[What you have to do] The entries that follow include a run beginning at the line with "Every <instance> refers" and ending at the line with "positive clicks: (325, 306)"; restate that run word for word and leave the rest out.

Entries taken from a collection:
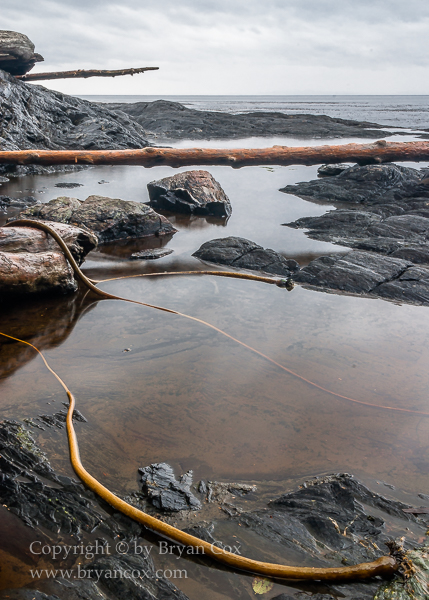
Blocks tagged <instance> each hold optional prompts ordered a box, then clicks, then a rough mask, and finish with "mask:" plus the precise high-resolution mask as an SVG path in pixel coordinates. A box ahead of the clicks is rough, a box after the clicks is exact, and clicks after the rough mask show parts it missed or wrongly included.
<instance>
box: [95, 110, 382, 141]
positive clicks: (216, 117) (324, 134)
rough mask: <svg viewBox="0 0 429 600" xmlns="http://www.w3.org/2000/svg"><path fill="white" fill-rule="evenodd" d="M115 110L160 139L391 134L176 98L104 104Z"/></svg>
==
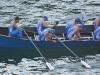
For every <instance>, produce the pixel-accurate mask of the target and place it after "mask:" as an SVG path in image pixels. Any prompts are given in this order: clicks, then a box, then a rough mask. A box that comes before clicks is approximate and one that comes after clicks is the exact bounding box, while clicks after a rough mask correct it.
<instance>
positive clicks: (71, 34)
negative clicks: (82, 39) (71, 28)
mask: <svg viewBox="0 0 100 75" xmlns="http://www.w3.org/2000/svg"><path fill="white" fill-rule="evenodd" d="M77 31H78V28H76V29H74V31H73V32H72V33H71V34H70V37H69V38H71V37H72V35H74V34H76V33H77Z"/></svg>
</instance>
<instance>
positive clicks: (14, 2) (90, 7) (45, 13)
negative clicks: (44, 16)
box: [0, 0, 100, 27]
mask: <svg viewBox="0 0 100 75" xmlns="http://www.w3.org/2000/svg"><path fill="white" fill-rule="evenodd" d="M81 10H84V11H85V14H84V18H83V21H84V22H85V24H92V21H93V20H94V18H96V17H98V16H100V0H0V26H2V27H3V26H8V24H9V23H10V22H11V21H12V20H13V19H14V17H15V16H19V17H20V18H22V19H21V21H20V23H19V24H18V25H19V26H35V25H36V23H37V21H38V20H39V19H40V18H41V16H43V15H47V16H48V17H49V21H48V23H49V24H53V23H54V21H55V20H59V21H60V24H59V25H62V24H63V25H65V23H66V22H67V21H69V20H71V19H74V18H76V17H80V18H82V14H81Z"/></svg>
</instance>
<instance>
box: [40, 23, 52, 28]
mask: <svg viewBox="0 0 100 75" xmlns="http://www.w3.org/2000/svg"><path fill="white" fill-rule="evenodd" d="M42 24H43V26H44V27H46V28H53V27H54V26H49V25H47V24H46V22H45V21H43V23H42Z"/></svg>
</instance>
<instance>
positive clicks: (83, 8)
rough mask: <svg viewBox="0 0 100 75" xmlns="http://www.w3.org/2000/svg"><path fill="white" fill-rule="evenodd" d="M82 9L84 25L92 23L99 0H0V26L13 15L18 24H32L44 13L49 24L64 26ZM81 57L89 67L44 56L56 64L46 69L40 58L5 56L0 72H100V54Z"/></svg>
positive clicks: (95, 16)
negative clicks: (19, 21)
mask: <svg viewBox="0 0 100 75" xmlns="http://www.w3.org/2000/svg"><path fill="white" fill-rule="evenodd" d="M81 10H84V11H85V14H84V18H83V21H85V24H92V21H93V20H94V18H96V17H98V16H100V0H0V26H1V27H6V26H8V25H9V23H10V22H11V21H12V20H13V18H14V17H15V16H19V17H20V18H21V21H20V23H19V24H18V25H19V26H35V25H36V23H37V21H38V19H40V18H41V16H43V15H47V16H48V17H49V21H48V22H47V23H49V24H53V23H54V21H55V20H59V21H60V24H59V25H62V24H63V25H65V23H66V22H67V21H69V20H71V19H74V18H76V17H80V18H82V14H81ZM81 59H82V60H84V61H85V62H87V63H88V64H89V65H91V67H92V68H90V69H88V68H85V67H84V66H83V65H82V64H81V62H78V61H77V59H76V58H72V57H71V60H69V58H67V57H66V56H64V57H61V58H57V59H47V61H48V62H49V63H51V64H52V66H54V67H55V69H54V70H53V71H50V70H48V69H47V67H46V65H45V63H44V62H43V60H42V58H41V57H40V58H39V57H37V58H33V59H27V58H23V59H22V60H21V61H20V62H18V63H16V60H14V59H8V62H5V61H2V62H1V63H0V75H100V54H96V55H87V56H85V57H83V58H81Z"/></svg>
* * *
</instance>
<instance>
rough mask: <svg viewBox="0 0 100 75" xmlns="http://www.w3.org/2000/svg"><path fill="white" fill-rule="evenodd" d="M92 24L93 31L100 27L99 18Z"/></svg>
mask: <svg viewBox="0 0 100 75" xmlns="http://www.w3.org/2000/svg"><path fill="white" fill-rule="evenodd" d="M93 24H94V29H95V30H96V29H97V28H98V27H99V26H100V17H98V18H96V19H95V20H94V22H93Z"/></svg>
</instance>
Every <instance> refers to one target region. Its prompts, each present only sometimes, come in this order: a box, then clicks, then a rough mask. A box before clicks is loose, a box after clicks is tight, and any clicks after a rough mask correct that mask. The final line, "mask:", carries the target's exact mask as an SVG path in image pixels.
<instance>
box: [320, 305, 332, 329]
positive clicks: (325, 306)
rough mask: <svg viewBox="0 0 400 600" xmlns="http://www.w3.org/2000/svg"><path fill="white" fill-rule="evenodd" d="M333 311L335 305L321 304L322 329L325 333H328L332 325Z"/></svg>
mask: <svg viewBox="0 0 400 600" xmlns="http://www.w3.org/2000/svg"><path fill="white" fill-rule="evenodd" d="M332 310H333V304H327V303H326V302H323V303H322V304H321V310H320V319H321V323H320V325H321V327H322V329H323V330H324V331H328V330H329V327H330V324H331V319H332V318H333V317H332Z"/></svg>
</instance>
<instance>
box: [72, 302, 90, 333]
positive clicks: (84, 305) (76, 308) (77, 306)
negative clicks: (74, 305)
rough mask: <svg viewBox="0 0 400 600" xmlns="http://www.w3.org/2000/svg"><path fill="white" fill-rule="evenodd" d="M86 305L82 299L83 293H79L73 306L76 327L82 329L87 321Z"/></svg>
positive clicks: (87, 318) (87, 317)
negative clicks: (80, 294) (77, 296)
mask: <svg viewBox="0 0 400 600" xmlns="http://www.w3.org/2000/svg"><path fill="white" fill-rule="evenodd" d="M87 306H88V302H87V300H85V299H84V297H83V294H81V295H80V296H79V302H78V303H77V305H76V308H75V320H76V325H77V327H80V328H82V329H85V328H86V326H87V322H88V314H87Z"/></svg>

[Answer below]
Every <instance> refers to one target region. Its prompts, each present only sometimes, come in this order: a box, then clicks, then a rough mask. A box before clicks is loose, a box after clicks is tight, and any clicks after a rough mask correct that mask. The final line, "mask:", carries the target's exact mask as an SVG path in image pixels.
<instance>
box: [320, 305, 332, 329]
positive clicks: (325, 306)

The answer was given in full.